Direction: In the essay about unpacking a box of tangled dreams, whom did the writer dream of being like as a little girl?

Source document:
Like a strand of Christmas lights that were wadded up in a
rush to get what resembles more of a cactus than a tree to the curb, some of my
dreams have been shoved in a box with every intention to get to them some day.
Unlike Christmas there isn’t an annual holiday to unpack the dreams and give
them the respect they deserve, unless you count my birthday.
This year I’ve decided to give myself a gift. I am pulling
that box of tangled dreams off the shelf and daring to take a look at what they
have been, how they have changed, and where they dare to take me still.
When I was a little girl I dreamed of being a singer/songwriter
like Amy Grant. She was a teenager when she was discovered. I dreamed of
singing in church and having just the right person with all the right connections
happen to be visiting, hear me sing,
and whisk me off to Nashville with a recording contract. That was my dream. When
high school ended with a diploma instead of a recording contract I was disappointed.
I thought someone would come along and make my dream come
true. I was wrong.

Information provided:

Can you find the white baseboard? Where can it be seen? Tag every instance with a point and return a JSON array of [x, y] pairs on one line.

The solution: Amy Grant, a singer/songwriter.